PROVIDED DATA.
▶

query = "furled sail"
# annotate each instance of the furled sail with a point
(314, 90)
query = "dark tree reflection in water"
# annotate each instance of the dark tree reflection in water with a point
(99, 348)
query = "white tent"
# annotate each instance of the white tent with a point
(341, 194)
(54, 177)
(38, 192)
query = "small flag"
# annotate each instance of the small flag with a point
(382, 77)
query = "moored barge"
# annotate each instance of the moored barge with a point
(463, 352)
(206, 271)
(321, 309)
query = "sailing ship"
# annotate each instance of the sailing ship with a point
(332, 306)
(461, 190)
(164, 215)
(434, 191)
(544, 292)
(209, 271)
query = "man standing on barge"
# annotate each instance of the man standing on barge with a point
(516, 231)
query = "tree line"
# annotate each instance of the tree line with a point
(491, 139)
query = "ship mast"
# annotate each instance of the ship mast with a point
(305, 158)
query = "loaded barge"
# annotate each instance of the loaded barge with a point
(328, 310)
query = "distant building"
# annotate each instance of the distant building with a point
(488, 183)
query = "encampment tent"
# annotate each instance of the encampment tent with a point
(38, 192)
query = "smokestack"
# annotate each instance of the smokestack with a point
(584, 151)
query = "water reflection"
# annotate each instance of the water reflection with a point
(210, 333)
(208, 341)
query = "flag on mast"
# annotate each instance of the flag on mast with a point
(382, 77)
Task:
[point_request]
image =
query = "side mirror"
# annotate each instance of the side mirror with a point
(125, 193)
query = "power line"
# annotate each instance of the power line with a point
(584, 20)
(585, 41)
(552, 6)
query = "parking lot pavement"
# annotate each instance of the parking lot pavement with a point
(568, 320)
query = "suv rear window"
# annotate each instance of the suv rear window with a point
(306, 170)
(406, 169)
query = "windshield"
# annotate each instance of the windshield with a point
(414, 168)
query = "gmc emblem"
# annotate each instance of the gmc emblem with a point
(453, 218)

◀

YOUR OBJECTIVE. Could you reproduce the lines above, from the one that holds "# annotate each instance of the small" through the last, exactly as they stand?

PROBLEM SOLUTION.
# annotate each instance of the small flag with a point
(382, 77)
query = "moored barge"
# annotate each instance of the moored barge with a point
(463, 352)
(206, 271)
(321, 309)
query = "sailing ship"
# annotate each instance of the sailing ship with a point
(332, 306)
(461, 190)
(164, 215)
(434, 191)
(544, 292)
(209, 271)
query = "man standing on barge"
# annotate each instance of the man standing on barge with a point
(516, 231)
query = "tree line"
# annotate each instance of the tree line with a point
(491, 139)
query = "ship mast"
# annotate each instance of the ship mast with a point
(305, 158)
query = "loaded barge"
# annotate each instance of the loaded barge with a point
(328, 310)
query = "distant building"
# annotate each instance of the distant building with a point
(488, 183)
query = "encampment tent"
# annotate each instance of the encampment tent with a point
(38, 192)
query = "smokestack"
# annotate each instance of the smokestack with a point
(584, 151)
query = "water reflection"
# annotate each instance of the water reflection with a point
(210, 333)
(208, 341)
query = "flag on mast"
# annotate each instance of the flag on mast with a point
(382, 77)
Task:
[point_request]
image =
query = "side mirror"
# annotate each instance of the side mirror with a point
(125, 193)
query = "power line"
# annotate each instance of the power line with a point
(584, 20)
(585, 41)
(552, 6)
query = "parking lot pavement"
# annotate each instance of the parking lot pavement with a point
(568, 320)
query = "suv rear window"
# annotate each instance of the suv rear window with a point
(306, 170)
(406, 169)
query = "windshield"
# annotate each instance of the windshield with a point
(414, 168)
query = "gmc emblem"
# annotate each instance of the gmc emblem with a point
(453, 218)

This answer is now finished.